Prompt — All of the material below is to be returned exactly.

Material —

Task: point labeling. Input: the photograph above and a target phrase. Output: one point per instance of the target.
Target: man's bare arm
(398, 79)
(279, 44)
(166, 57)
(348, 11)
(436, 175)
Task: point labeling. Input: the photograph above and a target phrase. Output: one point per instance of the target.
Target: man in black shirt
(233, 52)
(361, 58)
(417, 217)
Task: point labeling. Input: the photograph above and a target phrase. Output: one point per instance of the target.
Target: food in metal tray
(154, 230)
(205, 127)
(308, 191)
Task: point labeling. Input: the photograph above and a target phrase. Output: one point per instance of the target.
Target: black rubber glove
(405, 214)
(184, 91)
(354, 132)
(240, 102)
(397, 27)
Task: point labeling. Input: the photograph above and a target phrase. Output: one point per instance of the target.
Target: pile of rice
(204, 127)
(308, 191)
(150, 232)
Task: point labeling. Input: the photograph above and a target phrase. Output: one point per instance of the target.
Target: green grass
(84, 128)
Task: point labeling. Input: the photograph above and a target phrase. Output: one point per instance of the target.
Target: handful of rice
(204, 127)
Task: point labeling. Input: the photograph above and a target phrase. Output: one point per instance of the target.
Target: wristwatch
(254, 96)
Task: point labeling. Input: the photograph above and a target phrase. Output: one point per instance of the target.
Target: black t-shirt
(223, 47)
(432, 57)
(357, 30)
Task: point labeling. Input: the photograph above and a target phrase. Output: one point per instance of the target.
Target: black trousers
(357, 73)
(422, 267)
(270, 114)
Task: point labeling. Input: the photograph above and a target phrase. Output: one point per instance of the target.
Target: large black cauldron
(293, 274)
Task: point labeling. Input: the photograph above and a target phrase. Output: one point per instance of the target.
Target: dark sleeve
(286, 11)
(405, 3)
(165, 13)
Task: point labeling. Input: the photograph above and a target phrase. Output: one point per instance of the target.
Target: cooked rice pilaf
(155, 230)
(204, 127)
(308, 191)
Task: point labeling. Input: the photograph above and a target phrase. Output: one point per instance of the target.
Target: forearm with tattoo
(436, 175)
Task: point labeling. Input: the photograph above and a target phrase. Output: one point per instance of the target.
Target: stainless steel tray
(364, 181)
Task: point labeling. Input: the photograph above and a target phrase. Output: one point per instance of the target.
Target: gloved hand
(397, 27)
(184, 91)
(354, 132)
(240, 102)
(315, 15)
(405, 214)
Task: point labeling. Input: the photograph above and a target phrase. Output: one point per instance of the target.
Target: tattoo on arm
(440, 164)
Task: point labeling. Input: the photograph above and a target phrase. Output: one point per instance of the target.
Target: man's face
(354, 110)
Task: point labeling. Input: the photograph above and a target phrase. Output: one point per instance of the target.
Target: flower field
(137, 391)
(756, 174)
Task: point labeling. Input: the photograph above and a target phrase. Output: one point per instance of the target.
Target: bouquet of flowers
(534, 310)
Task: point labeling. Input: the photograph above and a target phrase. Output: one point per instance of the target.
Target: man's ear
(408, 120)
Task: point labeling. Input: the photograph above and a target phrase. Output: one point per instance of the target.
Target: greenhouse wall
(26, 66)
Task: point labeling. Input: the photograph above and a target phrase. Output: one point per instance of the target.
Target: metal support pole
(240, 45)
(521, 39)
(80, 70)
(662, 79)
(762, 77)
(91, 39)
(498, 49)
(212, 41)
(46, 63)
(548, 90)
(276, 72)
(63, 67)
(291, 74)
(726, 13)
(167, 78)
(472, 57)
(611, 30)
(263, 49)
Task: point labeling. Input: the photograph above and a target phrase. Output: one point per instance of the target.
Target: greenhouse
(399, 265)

Completed exercise —
Task: point labeling. Input: the photograph above and a target phrase. Output: one point per instance of the target.
Target: man's bare arm
(398, 79)
(279, 44)
(166, 57)
(348, 11)
(436, 175)
Task: point labeling. Input: the photograph above and a target phrase. Output: one point per instance of the target.
Target: man in black shirt
(233, 52)
(361, 58)
(417, 217)
Task: point labeling. Input: the photograph above and a target phrase. Output: one point per instance of the target.
Target: food in metal tray
(154, 230)
(205, 127)
(308, 191)
Task: point labeling. Input: the photograph above and a target phrase. Output: one point per instance of the target.
Target: black rubber glove
(405, 214)
(184, 91)
(354, 132)
(240, 102)
(397, 27)
Task: point labeling. Input: the photograph above and a target phrase. Output: one point per instance of the target.
Target: pile of rice
(204, 127)
(308, 191)
(150, 232)
Task: point labeling. Input: the photograph above and a target phrase. Output: one point per instance of the target.
Target: green grass
(84, 128)
Task: point labeling. Input: the photograph above and a target phrase. Output: one point per instance of the target.
Target: handful of rice
(204, 127)
Task: point labeling. Input: the photograph above and a target phrase. Output: one point per instance of the target.
Target: wristwatch
(254, 96)
Task: point labeling. Input: the photograph above and a target phrase. Output: one point per instance of the target.
Target: black t-shirt
(223, 47)
(432, 57)
(357, 30)
Task: point labeling. Input: the photograph above and a target phrase. Output: one point per instance of the target.
Target: black trousers
(357, 73)
(422, 267)
(270, 114)
Task: point labeling. Input: the photograph above and a target phrase. Output: one point per instance of the target.
Target: large black cauldron
(293, 274)
Task: point labeling. Input: the photograph above and a target phrase. Output: one point per instance of the target.
Target: dark sleeve
(286, 11)
(405, 3)
(165, 13)
Task: point labeling. Input: the photograph above and a target phrase. Output: one point per instance of the target.
Target: cooked rice pilaf
(155, 230)
(204, 127)
(308, 191)
Task: point labeling. Input: the photograph above and a target phrase. Output: one point per instance of the target.
Target: forearm with tattoo
(436, 175)
Task: point labeling. Input: the photograph above and a target phrase. Output: one point per instance of the target.
Target: stainless steel tray
(364, 181)
Task: point labeling. Input: the photograph above and a target phrase. Output: one point per instance of the target.
Target: gloved hand
(397, 27)
(184, 91)
(354, 132)
(240, 102)
(315, 15)
(405, 214)
Task: point labeling. Input: the photograph above and a target phrase. Output: one point per instance of the target.
Target: tattoo on arm
(440, 164)
Task: point labeling. Input: the photograph above and a target phrase. Output: one point per instance of the target.
Target: man's face
(354, 110)
Task: point labeling. Input: the photograph above and a target phrase. Output: one point per instance of the target.
Target: flower field
(137, 391)
(756, 174)
Task: point labeling. Input: the photograph above and a target phrase. Output: one point per instance of the target.
Target: bouquet of flowers
(534, 310)
Task: point labeling. Input: the photograph above and a target phrase. Output: one point per instance of the target.
Target: man's ear
(408, 120)
Task: point labeling. Input: the photograph above and a target phrase. Output: one point per instance of the target.
Target: greenhouse wall
(26, 66)
Task: point labeling. Input: the photograph above and a target phrase. Output: one point per instance of the target.
Target: metal support pole
(240, 45)
(521, 39)
(80, 70)
(662, 79)
(762, 77)
(91, 39)
(498, 49)
(212, 41)
(46, 63)
(548, 90)
(276, 72)
(63, 67)
(291, 74)
(726, 13)
(167, 78)
(472, 57)
(611, 30)
(263, 49)
Task: point labeling. Input: the photograph above and a target phrase. Output: one point per instance of the target.
Target: greenhouse
(399, 265)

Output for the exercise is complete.